*YOUR GOAL*:
Reproduce all records verbatim.

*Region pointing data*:
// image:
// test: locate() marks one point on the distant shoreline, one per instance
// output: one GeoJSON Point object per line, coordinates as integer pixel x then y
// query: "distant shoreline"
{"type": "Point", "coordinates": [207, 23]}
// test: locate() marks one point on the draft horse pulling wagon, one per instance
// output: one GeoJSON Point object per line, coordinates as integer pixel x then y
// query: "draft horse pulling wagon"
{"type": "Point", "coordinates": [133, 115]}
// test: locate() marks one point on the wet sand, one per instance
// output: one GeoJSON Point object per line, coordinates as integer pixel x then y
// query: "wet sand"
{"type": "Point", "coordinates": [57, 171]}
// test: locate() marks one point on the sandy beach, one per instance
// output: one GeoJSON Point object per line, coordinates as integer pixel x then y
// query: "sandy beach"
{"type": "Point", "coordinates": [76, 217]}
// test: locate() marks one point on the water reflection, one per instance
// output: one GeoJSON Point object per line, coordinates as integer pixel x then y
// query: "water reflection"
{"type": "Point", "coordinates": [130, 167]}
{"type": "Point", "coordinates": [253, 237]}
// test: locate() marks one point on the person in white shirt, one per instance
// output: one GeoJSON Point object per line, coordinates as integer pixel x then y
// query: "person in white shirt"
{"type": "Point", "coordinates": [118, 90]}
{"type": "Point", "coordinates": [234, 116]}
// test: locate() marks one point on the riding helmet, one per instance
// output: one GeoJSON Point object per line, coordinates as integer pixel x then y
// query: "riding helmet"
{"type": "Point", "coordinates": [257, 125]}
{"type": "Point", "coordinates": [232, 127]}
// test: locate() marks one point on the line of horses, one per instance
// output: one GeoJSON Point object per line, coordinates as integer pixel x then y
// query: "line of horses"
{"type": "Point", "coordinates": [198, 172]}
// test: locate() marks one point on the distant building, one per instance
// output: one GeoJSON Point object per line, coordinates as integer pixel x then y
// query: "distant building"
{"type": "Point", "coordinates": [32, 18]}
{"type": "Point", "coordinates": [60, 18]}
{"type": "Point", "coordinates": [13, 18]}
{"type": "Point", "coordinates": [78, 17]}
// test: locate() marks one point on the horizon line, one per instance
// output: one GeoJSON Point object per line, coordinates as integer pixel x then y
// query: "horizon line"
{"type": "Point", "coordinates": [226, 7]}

*REPLY*:
// image:
// test: locate() marks one point on the distant shoreline, one per instance
// output: one GeoJSON Point object per line, coordinates as integer pixel x then y
// query: "distant shoreline"
{"type": "Point", "coordinates": [207, 23]}
// test: locate() marks one point on the draft horse pulling wagon, one per instance
// output: one GeoJSON Point object per line, coordinates as integer pixel x then y
// query: "draft horse pulling wagon"
{"type": "Point", "coordinates": [133, 115]}
// test: locate() marks one point on the wet sand, one per instance
// output: one GeoJSON Point object per line, coordinates as integer pixel x then y
// query: "wet sand"
{"type": "Point", "coordinates": [57, 171]}
// test: locate() marks one point on the sandy beach, one per instance
// output: one GeoJSON Point object per line, coordinates as integer pixel x then y
// query: "sandy beach"
{"type": "Point", "coordinates": [76, 217]}
// test: locate() marks one point on the water reflection, one per instance
// output: one GeoJSON Point object per line, coordinates as integer pixel x then y
// query: "water reflection"
{"type": "Point", "coordinates": [130, 167]}
{"type": "Point", "coordinates": [253, 237]}
// test: locate() marks one point on the person in white shirt, one per instance
// output: one GeoJSON Point object per line, coordinates as integer pixel x then y
// query: "person in white shirt"
{"type": "Point", "coordinates": [118, 90]}
{"type": "Point", "coordinates": [234, 116]}
// test: locate() marks one point on the riding helmet, one per instance
// output: one GeoJSON Point object per line, coordinates as integer pixel x then y
// query: "riding helmet"
{"type": "Point", "coordinates": [257, 125]}
{"type": "Point", "coordinates": [232, 127]}
// test: locate() marks one point on the line of horses, one per instance
// output: one GeoJSON Point object per line, coordinates as integer pixel x then y
// query: "line of horses"
{"type": "Point", "coordinates": [198, 172]}
// test: locate() marks one point on the distant building, one per instance
// output: one GeoJSON Point object per line, coordinates as integer pixel x then y
// query: "distant building"
{"type": "Point", "coordinates": [32, 18]}
{"type": "Point", "coordinates": [60, 18]}
{"type": "Point", "coordinates": [13, 18]}
{"type": "Point", "coordinates": [78, 17]}
// test: locate() marks one point on the horizon line, one per instance
// output: one GeoJSON Point object per line, coordinates as integer pixel x then y
// query: "horizon line"
{"type": "Point", "coordinates": [226, 7]}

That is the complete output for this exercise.